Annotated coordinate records
========================

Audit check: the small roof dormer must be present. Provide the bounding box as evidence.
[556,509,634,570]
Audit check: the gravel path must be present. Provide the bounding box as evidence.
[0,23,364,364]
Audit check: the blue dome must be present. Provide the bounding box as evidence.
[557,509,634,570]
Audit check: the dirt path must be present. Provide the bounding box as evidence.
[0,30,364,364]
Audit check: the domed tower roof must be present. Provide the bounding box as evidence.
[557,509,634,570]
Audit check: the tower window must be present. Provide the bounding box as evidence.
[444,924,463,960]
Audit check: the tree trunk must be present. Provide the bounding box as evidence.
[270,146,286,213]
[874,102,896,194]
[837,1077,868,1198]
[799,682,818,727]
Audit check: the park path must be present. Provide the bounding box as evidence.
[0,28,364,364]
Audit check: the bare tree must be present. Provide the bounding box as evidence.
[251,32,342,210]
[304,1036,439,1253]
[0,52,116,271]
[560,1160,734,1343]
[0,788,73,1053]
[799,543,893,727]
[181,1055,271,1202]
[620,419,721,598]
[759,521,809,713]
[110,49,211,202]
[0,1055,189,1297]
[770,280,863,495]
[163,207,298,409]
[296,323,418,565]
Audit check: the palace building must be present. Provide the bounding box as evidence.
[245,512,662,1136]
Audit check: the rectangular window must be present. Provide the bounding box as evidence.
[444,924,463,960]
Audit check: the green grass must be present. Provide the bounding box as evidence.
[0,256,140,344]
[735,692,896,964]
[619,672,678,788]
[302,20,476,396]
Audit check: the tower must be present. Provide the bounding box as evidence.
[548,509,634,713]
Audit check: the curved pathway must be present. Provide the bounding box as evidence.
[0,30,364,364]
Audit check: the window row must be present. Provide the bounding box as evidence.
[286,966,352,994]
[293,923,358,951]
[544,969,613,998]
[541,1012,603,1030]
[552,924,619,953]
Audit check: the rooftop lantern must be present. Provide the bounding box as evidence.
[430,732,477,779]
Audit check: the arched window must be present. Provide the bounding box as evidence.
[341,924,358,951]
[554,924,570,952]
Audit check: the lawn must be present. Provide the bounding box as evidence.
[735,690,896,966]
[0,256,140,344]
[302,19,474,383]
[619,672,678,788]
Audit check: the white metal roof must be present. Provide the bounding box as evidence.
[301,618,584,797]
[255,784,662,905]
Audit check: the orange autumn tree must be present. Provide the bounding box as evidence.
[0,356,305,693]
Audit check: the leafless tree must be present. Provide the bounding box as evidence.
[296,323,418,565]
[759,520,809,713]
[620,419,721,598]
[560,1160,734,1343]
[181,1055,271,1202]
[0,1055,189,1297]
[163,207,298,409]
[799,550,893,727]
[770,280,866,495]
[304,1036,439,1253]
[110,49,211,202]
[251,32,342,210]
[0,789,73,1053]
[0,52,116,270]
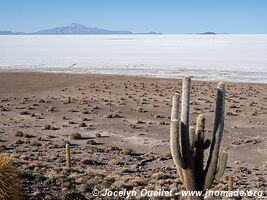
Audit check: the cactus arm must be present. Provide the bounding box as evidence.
[189,126,195,156]
[66,144,71,168]
[180,77,197,194]
[215,150,228,180]
[195,114,205,190]
[170,120,186,169]
[181,77,194,166]
[171,93,180,121]
[203,83,225,191]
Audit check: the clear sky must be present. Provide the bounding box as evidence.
[0,0,267,33]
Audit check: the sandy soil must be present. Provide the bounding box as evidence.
[0,73,267,199]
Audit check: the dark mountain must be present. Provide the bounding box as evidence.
[201,32,217,35]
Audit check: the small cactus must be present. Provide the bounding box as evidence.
[170,77,228,200]
[0,154,20,200]
[66,144,71,169]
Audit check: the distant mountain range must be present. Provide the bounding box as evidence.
[0,23,161,35]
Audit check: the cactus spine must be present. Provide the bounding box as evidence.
[170,77,228,200]
[66,144,71,169]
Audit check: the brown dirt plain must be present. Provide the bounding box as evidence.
[0,72,267,199]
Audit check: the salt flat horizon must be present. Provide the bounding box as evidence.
[0,34,267,83]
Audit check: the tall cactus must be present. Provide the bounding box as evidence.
[66,143,71,169]
[170,77,228,200]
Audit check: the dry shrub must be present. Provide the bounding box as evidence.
[0,154,21,200]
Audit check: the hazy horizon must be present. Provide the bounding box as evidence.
[0,0,267,34]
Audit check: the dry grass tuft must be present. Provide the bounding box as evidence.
[0,154,20,200]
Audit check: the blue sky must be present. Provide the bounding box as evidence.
[0,0,267,33]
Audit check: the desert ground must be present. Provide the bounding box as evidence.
[0,72,267,200]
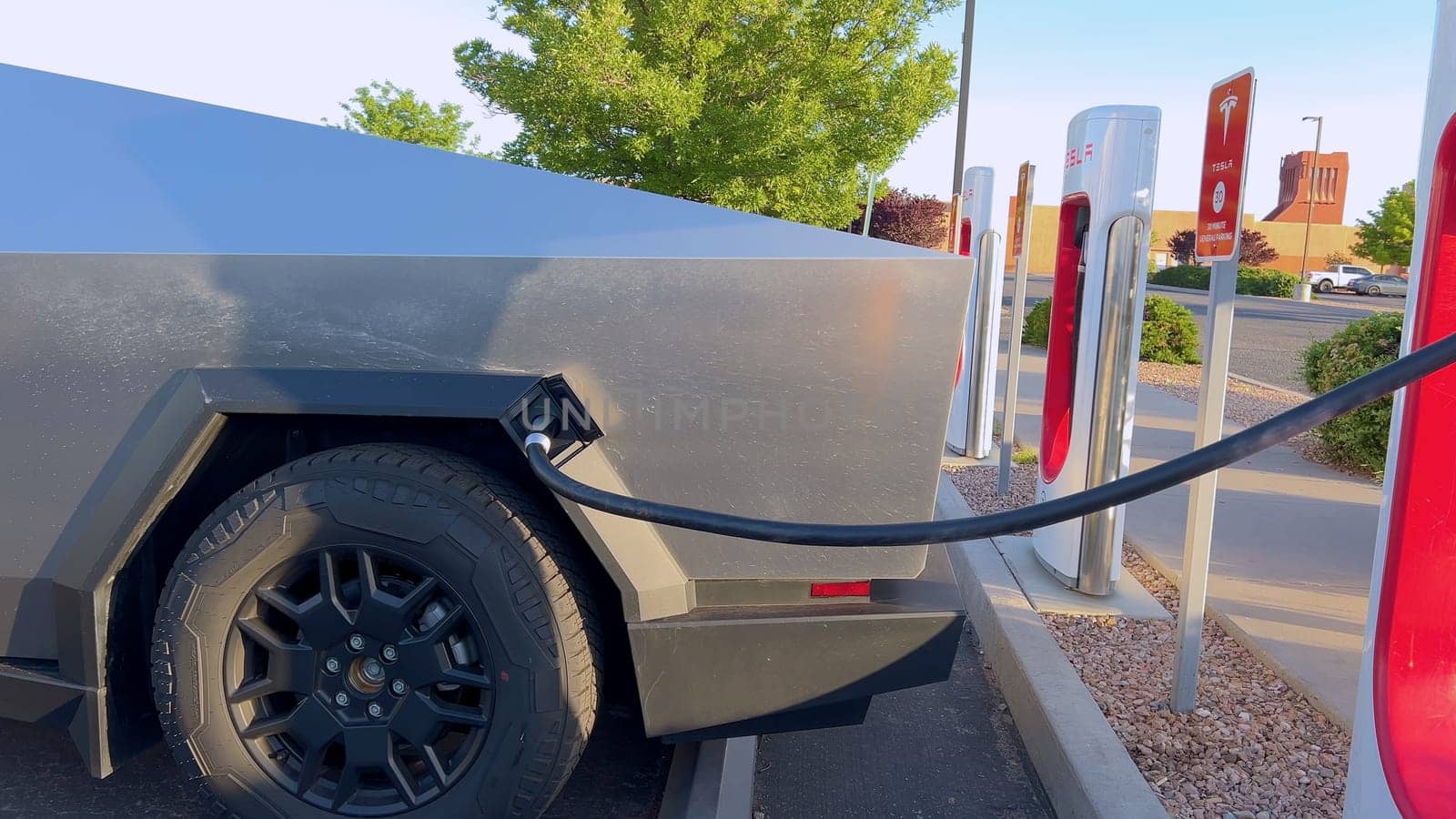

========================

■ DIRECTIONS FOR THIS TASK
Can you reproduce the data above with every "Audit check" changed to "Review item" and nothing else altered, leaving the pictures out?

■ SOLUTION TO THIS TASK
Review item: the small roof dormer must be present. Provide the bounding box as evidence.
[556,509,634,570]
Review item: the gravel path must be present. Provide the bounding box as evidence.
[0,23,364,364]
Review item: the blue dome must be present. Provide the bounding box as evidence.
[557,509,634,570]
Review item: the dirt path must be present. Provide the bounding box as evidence.
[0,30,364,364]
Review item: the domed tower roof must be present. Provide the bounding box as evidence.
[557,509,634,570]
Review item: the tower window must be present. Provide the bounding box as evidence.
[444,924,463,960]
Review item: the tree trunk must be present. Provide the bounding box as evidence.
[270,146,286,213]
[874,102,896,194]
[837,1077,868,1198]
[799,682,818,727]
Review item: the park path must be present. Provide the bounding box as evidence.
[0,28,364,364]
Review item: the bare tree must be present. Provide the bounding box as evidence.
[251,32,342,210]
[304,1036,439,1253]
[0,52,116,271]
[560,1160,734,1343]
[0,788,73,1053]
[799,543,893,727]
[181,1055,271,1202]
[620,419,721,598]
[759,521,809,713]
[110,49,211,202]
[0,1055,189,1297]
[770,280,863,495]
[163,207,298,409]
[296,323,418,565]
Review item: the palace building must be present. Provide the bounding box as evidence.
[245,512,662,1136]
Review item: the rectangular window must be present. Provide the bounding box as evidence.
[444,924,463,960]
Review item: the green grass must be present. Provide the bounding box as evidence.
[0,256,140,344]
[735,692,896,964]
[619,672,678,788]
[302,20,476,396]
Review item: the tower must be present. Provide the bounding box as evidence.
[548,509,634,713]
Review item: the curved pathway must be present. Provide the bounding box as evidence.
[0,30,364,364]
Review item: the window row must be present. Provide the bounding box as evidence.
[286,966,352,994]
[293,923,358,951]
[544,969,613,998]
[541,1012,603,1030]
[552,924,619,953]
Review item: the rooftop lantern must be present. Provide the bounding box as evidence.
[430,732,477,779]
Review item: the arched window must be present. Provide the bounding box as evidence.
[341,924,358,951]
[554,924,570,952]
Review item: the lawn must be present. Provide the bounding box as evidence.
[735,690,896,966]
[0,256,140,344]
[302,19,474,383]
[619,672,678,788]
Review item: the white metal roof must be present. Provide the bounding box as evidence.
[301,618,584,797]
[255,784,662,905]
Review item: the orange autumn tree must be present. Provide the bounding box as evidence.
[0,356,305,693]
Review item: the leafless tree must be present. Provide the bounding box as evidence.
[296,323,418,565]
[759,520,809,713]
[620,419,721,598]
[560,1160,734,1343]
[181,1055,271,1202]
[0,1055,189,1297]
[163,207,298,409]
[799,550,893,727]
[770,280,866,495]
[304,1036,439,1253]
[110,49,211,202]
[251,32,342,210]
[0,789,73,1053]
[0,52,116,270]
Review item: the cactus arm must be present. Provide the bounding box as evidence.
[189,126,195,156]
[66,144,71,168]
[180,77,197,194]
[215,150,228,180]
[195,114,205,190]
[170,120,186,169]
[181,77,194,166]
[171,93,180,121]
[203,83,225,191]
Review item: the clear sky must be present. Provide the bounding box as evidence.
[0,0,267,33]
Review item: the sandy soil must be present. Provide the bounding box as evidence.
[0,73,267,199]
Review item: the dark mountain must be present. Provide the bounding box as evidence.
[201,32,217,35]
Review item: the small cactus must be present. Provide the bounding box as evidence.
[170,77,228,200]
[0,154,20,200]
[66,144,71,169]
Review item: the distant mountain range must be present. Provide the bounding box as evidence.
[0,23,161,35]
Review item: the cactus spine must be present. Provide the bounding box as evidence.
[170,77,228,200]
[66,144,71,169]
Review item: the brown dirt plain must be present. Provide the bounding box as evidence.
[0,72,267,199]
Review item: the salt flat horizon must be present. Provide the bounding box as evidence.
[0,34,267,83]
Review item: the tall cactus must be present. Provide the bounding box as evidence.
[66,143,71,169]
[170,77,228,200]
Review item: the dry shrub must be present. Provide the bounding box as evidence.
[0,154,21,200]
Review item: the hazy horizon must be present. Provide the bounding box as evidence.
[0,0,267,34]
Review item: the dry grass tuft must be present. Provide the bounding box as evidence.
[0,154,20,200]
Review item: the blue sky must be present. Provide the bounding box as evidence.
[0,0,267,33]
Review item: the desert ground must be present. Provide the bounding box as evidence.
[0,72,267,200]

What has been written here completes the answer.